Text segment
══════════════════════════════

Tomorrow, local fans will be hoping to see Nicol upstage Shelley to book
a final berth. Both players are playing very well, so expect a tough
encounter. The winner of this match should earn a place against Cassie
Jackman in the final. Cassie, after today’s performance, seems
indestructible. If Stephanie is harbouring any hopes of upstaging her,
she will have to be at her very best.
Sharon The Only
Seed To Fall ...
Alex Wan reports
First match on centre court was between top seed and last year’s
runner-up Rebecca Macree and Tegwen Malik. Rebecca fought back
from a one game deficit to emerge victorious after a highly entertaining
match. Over at the next court, lanky New Zealander Shelley Kitchen
had a much easier time, dropping just 5 points in her demolition of
Belgian qualifier Katline Cauwels.
Usually a quiet sight in the early rounds, hundreds thronged to pack the
galleries today to witness Nicol David dethrone compatriot Sharon
Wee as the National no.1 women’s player. Many had come with high
expectations of a close and exciting match much to their disappointment.
Both players started cautiously in the first few rallies before the
tempo picked up and Sharon threw everything she had but could only
manage 6 points from her straight game loss.
“It wasn't as easy as it appeared to be,” Nicol, a two-time
world junior champion, told the Star. “I had a
game plan and everything just worked out accordingly. I was able to move
well and quickly on court and it gave me more time with the ball before
executing a shot.”
Wee conceded defeat graciously.
“I am disappointed with my overall performance. Nothing was happening
for me today,” she said. “But I would like to congratulate Nicol. She is
a tough opponent to beat and I was unlucky to meet her in the first
round. All I can do now is to work on improving my game and narrow the
gap in standard with Nicol.”
Nicol’s opponent tomorrow,
Jenny Tranfield had a relatively easy match too, beating Jenny
Duncalf in straight sets.
"It is unfortunate to a meet
a compatriot in the first round but I am happy to have made it to the
last eight," said Nicol. "It will be my first ever match against Jenny
and it is going to be a good experience," she added.
In the lower half of the draw, matches were more exciting, with only
Cassie Jackman winning in straight games over Dominique
Lloyd-Walter. Both hard-hitting players employed a much faster game as
compared to the earlier matches on centre court, providing a by now,
very small crowd in the gallery. Rebecca Chiu of Hong Kong and
Egyptian Salma Shabana played the longest match of the day. Rebecca, who
had to crawl back from huge 5 point deficits in the 2nd and 3rd games,
eventually saw her efforts paid off with a 4 game win over Salma, and a
quarter-final berth against Cassie Jackman.

══════════════════════════════

Task brief
Please write the next part of the squash tournament report, starting right after its final sentence. The material that follows has no connection to the squash tournament report.

Items stored from a collection
══════════════════════════════

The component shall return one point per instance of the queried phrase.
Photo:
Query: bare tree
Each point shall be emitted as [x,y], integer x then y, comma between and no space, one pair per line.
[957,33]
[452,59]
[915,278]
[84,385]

══════════════════════════════

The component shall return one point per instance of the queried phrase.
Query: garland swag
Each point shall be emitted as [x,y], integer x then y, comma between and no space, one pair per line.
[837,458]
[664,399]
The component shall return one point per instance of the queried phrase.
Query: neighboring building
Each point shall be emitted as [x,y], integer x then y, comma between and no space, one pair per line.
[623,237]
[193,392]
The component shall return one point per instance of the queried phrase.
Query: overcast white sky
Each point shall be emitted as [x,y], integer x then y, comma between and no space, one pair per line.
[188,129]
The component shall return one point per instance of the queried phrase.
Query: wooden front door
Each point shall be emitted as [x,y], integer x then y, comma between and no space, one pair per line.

══════════════════════════════

Exercise response
The other quarter-final tomorrow will see Madeline Perry and
Stephanie Brind battling it out. Madeline booked her slot with a 4
game win over Dutch no.2 Annelize Naude in another long match, coming
back from a 1st game loss. Stephanie Brind meanwhile started brilliantly
with an easy 9-2 first game win in her match against Vicky Lankester.
She had put her delicate boasts to full use. Vicky however, came back
strongly but lost 9-10 in the 2nd, before claiming the 3rd with a 10-8
score. In the 4th set, it was Stephanie winning all the way without
dropping a single point.
All matches from tomorrow onwards will be played at the National Squash
Centre’s all-glass court and there should be an even bigger crowd, as it
is not everyday that local Malaysians get the opportunity to witness
top-level squash matches.
Mixed Feelings in
the Malaysian Camp
Alex Wan reports
Nicol David qualified for the main draw with relative ease with a
straight set victory over Kozue Onizawa of Japan, but luck was not on
Malaysia’s side as she is drawn to meet compatriot Sharon Wee in the
first round. On a more positive note, local representation in the last
eight is virtually guaranteed.
The only English player to survive through qualifying, Vicky Lankester,
will meet her England colleague Stephanie Brind in the first round.
Vicky halted Tricia Chuah’s hope of a significant comeback with a 9-1,
9-6, 9-4 scoreline. Stephanie will be vying to claim her second
Malaysian Open title here after winning it in 2000 without dropping a
single game (this match will be just one of three all-English first
Tegwen Malik overcame her English opponent with a similar straight set
win to earn a berth against top seed Rebecca Macree, who has qualified
for the quarter-finals of every event she has taken part this year.
Rebecca is also enjoying her most successful year on the tour with a
career-high world ranking of 7. The last time both met at the 2003 Irish
Open 4 months ago, Rebecca overcame a gritty Tegwen in 4 sets.
Kate Roe (nee Allison), who received a walkover in the first round
yesterday, failed to add numbers to the English assault after losing
rather tamely to the petite Belgian, Katline Cauwels. She meets world
no. 16, Shelley Kitchen of New Zealand next.
Tegwen Malik (Wal) bt Sarah Kippax (Eng) 9-4, 9-3, 9-1
Nicol David (Mas) bt Kozue Onizawa (Jpn) 9-1, 9-0, 9-4
Katline Cauwels (Bel) bt Kate Roe (Eng) 9-1, 9-2, 9-1
Vicky Lankester (Eng) bt Tricia Chuah (Mas) 9-1, 9-6, 9-4
Seeds Cruise Through
Round One of Qualifying
Alex Wan reports
There were no surprises in the first day with the seeds winning their
matches without much trouble. Six national juniors were given the
opportunity for a taste in the WISPA tour when they were pitted against
seasoned professionals. Qualifying second seed Vicky Lankester and
fourth seed Kate Roe, both of England, didn’t even have to lift a racket
after their local opponents didn’t turn up for their matches.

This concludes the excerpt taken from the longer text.